→ WHAT NEEDS TO BE DONE
Find every line in the data below that contains the word "wall", matching case exactly, and copy each of those lines.

Records from a dataset
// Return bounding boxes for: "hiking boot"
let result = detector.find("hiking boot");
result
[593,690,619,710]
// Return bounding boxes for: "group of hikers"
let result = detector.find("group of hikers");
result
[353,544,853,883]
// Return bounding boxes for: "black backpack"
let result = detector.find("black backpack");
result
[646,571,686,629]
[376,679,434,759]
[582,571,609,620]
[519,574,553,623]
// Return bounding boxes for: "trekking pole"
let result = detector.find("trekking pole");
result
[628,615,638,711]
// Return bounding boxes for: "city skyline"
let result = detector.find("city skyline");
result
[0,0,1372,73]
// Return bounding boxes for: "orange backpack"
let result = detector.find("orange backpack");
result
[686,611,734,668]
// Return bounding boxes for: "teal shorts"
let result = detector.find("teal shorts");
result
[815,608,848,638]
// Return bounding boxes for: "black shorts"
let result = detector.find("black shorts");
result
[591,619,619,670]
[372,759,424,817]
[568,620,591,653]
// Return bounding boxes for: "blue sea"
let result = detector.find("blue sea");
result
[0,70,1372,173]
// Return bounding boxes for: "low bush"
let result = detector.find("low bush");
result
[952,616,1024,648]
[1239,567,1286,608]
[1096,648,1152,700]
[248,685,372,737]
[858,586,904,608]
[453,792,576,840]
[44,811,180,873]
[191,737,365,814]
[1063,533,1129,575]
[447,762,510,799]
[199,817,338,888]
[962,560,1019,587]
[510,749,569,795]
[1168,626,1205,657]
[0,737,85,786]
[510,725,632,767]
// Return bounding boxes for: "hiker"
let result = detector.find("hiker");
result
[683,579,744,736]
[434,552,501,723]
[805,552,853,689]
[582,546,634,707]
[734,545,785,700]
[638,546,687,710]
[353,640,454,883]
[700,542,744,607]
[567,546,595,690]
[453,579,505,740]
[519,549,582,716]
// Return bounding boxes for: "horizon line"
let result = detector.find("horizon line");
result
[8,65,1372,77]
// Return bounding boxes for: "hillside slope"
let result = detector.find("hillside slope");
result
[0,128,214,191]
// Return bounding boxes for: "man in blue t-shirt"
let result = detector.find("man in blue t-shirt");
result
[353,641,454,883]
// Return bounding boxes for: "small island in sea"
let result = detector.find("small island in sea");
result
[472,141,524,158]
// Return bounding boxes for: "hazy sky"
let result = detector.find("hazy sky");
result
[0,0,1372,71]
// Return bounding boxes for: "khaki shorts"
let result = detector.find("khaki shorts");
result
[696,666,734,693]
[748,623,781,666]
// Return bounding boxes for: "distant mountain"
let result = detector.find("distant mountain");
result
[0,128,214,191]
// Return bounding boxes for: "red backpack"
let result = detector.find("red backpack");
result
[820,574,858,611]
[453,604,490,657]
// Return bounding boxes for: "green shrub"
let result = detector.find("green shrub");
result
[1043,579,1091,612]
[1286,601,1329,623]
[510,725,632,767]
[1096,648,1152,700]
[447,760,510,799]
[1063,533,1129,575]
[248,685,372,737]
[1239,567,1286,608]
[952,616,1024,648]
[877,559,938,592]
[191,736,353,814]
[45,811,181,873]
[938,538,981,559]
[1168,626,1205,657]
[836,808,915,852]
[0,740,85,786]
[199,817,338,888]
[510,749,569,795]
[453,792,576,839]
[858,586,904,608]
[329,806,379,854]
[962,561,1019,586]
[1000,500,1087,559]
...
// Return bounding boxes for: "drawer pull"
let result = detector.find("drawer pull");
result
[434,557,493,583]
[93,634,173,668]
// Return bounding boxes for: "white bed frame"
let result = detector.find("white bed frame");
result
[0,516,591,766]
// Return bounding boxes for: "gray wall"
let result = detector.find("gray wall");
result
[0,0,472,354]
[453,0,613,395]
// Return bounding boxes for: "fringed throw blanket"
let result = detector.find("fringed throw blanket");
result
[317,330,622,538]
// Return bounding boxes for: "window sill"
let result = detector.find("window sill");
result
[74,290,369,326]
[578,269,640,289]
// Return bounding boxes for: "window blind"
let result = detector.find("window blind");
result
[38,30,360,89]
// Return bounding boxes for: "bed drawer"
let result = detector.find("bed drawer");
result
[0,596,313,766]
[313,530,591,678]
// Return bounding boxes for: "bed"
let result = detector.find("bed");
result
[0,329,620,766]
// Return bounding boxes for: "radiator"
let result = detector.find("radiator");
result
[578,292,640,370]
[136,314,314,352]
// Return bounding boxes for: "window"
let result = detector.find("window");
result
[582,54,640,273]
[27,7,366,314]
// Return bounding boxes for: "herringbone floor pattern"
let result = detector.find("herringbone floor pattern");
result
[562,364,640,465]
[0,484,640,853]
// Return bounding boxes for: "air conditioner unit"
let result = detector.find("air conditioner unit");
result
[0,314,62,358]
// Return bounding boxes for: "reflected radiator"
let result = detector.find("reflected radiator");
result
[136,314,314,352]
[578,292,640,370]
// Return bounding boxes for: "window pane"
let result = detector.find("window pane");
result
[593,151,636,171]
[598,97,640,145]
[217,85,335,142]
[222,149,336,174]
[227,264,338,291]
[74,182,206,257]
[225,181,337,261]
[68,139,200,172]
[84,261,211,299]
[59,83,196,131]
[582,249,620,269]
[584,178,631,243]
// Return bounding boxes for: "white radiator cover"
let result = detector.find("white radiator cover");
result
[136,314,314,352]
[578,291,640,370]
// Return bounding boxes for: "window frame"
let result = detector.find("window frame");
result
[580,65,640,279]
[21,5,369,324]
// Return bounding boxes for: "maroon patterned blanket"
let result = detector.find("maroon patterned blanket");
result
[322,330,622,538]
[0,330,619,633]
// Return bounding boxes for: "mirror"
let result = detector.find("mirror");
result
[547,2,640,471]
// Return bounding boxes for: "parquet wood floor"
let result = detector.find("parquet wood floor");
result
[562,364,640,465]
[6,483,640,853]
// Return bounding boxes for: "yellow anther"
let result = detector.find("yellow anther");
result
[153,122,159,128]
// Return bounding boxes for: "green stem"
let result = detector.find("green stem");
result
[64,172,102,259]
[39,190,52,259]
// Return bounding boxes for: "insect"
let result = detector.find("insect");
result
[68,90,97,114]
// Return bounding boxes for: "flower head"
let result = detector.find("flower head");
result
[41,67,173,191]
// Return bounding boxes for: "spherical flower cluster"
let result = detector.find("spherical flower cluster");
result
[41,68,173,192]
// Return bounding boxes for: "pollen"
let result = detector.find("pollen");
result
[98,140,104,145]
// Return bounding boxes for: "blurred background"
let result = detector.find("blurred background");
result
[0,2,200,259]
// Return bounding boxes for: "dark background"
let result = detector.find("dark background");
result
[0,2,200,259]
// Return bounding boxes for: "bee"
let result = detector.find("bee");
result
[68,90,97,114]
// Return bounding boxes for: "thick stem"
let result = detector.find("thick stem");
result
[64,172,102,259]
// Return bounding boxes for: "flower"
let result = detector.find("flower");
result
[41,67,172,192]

→ THE COMPLETED TASK
// Return bounding boxes for: "gray wall"
let result = detector.find("gray wall");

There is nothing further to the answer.